>> Start Text block
Let $N$ a large number. Let $x,y \in \mathbb{R}^{2 \times N}$. Each column of these vectors is denoted with subindex $i$ : $x_i$ stands for the i-th column of $x$. Let $R$ be a $2 \times 2$ rotation matrix, and $\Delta \in \mathbb{R}^2$, such that: \begin{equation} R^Tx_i = y_i-\Delta \end{equation} In practice, there is noise $e_i \in \mathbb{R}^2$ on the signal $y_i$ : \begin{equation} R^Tx_i = (y_i+e_i)-\Delta \end{equation} Its covariance $\Sigma_i \in \mathbb{R}^{2 \times 2}$ is given at each time sample.
The least squares problem that we are interested in is: \begin{equation} \min_{R,\Delta} \frac{1}{N}\sum_{i = 1}^N \| \Sigma_i^{-1/2}( R^T x_i - y_i + \Delta)\|_2^2 \end{equation} to account for the uncertainty in each sample $y_i$ through $\Sigma_i$. How to solve for $R, \Delta$ ?
Since $N$ is a constant, we don't have to worry about it, and we'll just minimize
$f(R, \Delta) = \displaystyle \sum_{i=1}^N (R^T x_i - y_i + \Delta)^T \sigma_i (R^T x_i - y_i + \Delta) $
The gradient of $f(R, \Delta)$ with resepct to $\Delta$ is
$ \nabla_{\Delta} f = 2 \displaystyle \sum_{i=1}^N \sigma_i (R^T x_i - y_i + \Delta ) = 0 $
Here $\sigma_i$ is the weight of the $i$-th observation.
>> End Text block
>> Start Supplied records
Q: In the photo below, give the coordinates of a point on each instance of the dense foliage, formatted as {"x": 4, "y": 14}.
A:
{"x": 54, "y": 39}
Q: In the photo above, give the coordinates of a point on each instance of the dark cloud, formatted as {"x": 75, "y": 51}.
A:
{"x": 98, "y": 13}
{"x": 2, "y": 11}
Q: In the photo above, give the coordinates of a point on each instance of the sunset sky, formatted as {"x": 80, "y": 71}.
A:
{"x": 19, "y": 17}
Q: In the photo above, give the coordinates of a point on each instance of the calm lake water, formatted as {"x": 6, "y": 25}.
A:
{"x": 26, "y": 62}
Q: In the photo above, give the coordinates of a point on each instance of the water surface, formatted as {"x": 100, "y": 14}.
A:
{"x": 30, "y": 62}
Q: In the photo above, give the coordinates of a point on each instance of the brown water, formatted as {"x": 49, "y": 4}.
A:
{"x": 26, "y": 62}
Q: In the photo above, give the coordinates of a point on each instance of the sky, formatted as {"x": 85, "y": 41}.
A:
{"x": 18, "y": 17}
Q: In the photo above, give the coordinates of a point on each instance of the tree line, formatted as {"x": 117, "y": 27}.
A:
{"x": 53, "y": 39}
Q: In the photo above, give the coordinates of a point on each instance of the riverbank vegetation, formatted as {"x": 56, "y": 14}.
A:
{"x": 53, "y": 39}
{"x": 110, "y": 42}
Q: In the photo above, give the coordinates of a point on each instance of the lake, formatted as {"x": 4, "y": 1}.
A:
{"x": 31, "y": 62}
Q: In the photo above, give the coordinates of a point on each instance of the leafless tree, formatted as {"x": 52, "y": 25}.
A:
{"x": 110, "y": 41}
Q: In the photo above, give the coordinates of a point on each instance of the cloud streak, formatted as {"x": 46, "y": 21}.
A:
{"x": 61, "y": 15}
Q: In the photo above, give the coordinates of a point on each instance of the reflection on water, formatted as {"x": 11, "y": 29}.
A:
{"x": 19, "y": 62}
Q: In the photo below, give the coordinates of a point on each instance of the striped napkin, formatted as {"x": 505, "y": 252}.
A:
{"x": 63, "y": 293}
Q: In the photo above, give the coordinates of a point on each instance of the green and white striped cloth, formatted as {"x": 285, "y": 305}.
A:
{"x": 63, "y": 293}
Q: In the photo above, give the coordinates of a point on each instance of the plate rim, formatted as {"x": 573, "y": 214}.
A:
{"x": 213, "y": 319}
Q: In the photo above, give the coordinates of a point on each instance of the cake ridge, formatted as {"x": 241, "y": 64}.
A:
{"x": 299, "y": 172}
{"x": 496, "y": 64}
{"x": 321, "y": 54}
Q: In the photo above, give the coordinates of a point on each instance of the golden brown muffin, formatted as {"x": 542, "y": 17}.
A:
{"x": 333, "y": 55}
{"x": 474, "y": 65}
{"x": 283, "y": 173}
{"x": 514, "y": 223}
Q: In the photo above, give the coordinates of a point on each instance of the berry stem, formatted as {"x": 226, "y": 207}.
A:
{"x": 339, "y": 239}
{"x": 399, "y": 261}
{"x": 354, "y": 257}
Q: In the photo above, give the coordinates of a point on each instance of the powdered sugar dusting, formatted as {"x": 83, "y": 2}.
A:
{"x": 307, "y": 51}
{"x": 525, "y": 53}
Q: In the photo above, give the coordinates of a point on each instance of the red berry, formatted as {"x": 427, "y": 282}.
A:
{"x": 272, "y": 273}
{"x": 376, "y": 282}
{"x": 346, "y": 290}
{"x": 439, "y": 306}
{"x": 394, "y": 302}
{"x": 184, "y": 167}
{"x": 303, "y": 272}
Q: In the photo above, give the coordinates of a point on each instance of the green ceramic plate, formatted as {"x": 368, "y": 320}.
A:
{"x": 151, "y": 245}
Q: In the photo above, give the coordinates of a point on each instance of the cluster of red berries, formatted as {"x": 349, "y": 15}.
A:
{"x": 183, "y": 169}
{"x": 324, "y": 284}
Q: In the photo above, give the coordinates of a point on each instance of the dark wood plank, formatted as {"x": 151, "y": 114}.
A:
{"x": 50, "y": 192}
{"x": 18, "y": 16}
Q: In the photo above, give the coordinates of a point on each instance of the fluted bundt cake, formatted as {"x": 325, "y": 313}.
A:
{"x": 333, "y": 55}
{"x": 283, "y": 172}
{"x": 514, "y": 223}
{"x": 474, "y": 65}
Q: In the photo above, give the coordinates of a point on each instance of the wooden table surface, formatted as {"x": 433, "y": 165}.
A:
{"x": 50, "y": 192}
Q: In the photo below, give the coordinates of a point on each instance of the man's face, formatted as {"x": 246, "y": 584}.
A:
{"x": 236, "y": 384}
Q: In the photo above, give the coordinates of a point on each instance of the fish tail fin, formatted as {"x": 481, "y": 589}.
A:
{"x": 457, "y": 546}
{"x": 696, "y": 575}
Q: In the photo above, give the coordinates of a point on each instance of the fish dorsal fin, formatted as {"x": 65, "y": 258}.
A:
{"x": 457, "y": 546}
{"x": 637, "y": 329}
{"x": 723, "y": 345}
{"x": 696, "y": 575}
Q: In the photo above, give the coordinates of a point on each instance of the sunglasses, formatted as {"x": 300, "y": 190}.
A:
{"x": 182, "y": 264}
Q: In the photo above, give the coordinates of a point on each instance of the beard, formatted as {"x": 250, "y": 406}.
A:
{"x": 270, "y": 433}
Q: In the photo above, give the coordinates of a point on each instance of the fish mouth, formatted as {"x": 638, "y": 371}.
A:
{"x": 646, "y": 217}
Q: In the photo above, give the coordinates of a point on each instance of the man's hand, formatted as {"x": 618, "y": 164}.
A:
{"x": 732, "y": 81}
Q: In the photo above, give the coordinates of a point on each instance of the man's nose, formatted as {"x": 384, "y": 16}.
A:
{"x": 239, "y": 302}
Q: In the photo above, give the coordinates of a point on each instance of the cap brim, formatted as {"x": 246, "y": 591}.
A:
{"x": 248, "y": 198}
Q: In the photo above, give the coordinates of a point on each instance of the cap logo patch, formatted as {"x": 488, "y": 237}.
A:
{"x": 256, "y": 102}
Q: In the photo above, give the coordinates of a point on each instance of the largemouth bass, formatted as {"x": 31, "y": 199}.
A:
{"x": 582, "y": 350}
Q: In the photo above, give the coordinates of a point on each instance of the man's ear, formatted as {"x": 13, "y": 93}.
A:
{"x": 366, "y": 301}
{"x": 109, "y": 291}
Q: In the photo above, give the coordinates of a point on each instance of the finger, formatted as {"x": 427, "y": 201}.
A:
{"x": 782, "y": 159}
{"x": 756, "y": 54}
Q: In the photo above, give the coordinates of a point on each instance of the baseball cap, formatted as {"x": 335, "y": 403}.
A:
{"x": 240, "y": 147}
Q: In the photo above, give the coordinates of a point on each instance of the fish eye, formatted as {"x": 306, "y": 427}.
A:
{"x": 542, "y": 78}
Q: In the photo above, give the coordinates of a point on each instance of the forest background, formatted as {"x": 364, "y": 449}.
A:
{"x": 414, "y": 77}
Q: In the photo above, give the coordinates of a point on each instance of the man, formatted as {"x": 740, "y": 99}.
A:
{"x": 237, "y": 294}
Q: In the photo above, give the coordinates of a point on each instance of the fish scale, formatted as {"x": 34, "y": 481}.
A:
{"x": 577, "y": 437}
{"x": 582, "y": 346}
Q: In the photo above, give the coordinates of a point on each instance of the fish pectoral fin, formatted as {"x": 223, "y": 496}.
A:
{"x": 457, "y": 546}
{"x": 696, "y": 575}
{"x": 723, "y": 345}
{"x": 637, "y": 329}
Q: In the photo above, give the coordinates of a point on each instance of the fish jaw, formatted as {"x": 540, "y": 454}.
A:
>> End Supplied records
Continue the forum thread on the weighted least-squares estimate of a rotation and offset from its last sentence onward.

**Task response**
And this means that at the minimum we will have
$ \Delta = \displaystyle - \dfrac{ \sum_{i=1}^N \sigma_i (R^T x_i - y_i)}{\sum_{i=1}^N \sigma_i} = - \dfrac{1}{\sum_{i=1}^N \sigma_i} \cdot \left( R^T \left(\sum_{i=1}^N \sigma_i x_i\right) - \left(\sum_{i=1}^N \sigma_i y_i \right) \right)\\ = - \left( R^T x_{ave} - y_{ave} \right)$
where
$ x_{ave} = \dfrac{1}{\sum_{i=1}^N \sigma_i} \cdot \displaystyle \left( \sum_{i=1}^N \sigma_i x_i\right)$
$ y_{ave} = \dfrac{1}{\sum_{i=1}^N \sigma_i} \cdot \displaystyle \left(\sum_{i=1}^N \sigma_i y_i \right) $
Substituting the expression for $\Delta$ above into $f(R, \Delta) $ yields
$ f(R) = \displaystyle \sum_{i=1}^N (R^T z_i - w_i)^T \sigma_i (R^T z_i - w_i) $
where $z_i = x_i - x_{ave} $ and $ w_i = y_i - y_{ave} $
Expanding $f(R)$:
$f(R) = \displaystyle \sum_{i=1}^N \sigma_i \left( z_i^T R R^T z_i + w_i^T w_i - 2 z_i^T R w_i \right) = \sum_{i=1}^N \sigma_i \left( z_i^T z_i + w_i^T w_i - 2 z_i^T R w_i \right) $
The first two terms in the summand are constant and independent of $R$, so they can dropped from the objective function. Hence, we now want to minimize
$ \underset{R}{\text{min}} \hspace{10pt} \left(- 2 \displaystyle \sum_{i=1}^N \sigma_i z_i^T R w_i \right)$
Hence, we want to find
$ \underset{R}{\text{max}} \hspace{10pt} \left( \displaystyle \sum_{i=1}^N \sigma_i z_i^T R w_i \right)$
Now
$ \sigma_i z_i^T R w_i = \text{trace}( \sigma_i w_i z_i^T R )$
Therefore
$ \displaystyle \sum_{i=1}^N \left( \sigma_i z_i^T R w_i \right) = \text{trace}( W \Sigma Z^T R) $
where $W \in \mathbb{R}^{2 \times N} $ has its $i$-th column equal to $w_i$ and $ Z \in \mathbb{R}^{2 \times N} $ has its $i$-th column equal to $z_i$, and $\Sigma \in \mathbb{R}^{N \times N} $ is diagonal with the $i$-th diagonal element equal to $\sigma_i $.
At this point, we can find the SVD (Singular Value Decomposition) of the matrix $ W \Sigma Z^T $ , so that
$ W \Sigma Z^T = U S V^T $
here $S$ is the diagonal matrix of the singular values resulting from the decomposition, and $U$ and $V$ are unitary matrices (i.e. they are rotation matrices). Now we have
$ \text{trace}( U S V^T R ) = \text{trace} ( S V^T R U ) $
Note that $V^T R U$ is a rotation matrix, and thus the trace will be maximum where $V^T R U$ is equal to the identity matrix. Therefore for the maximum trace we must have
$ V^T R U = I $
i.e.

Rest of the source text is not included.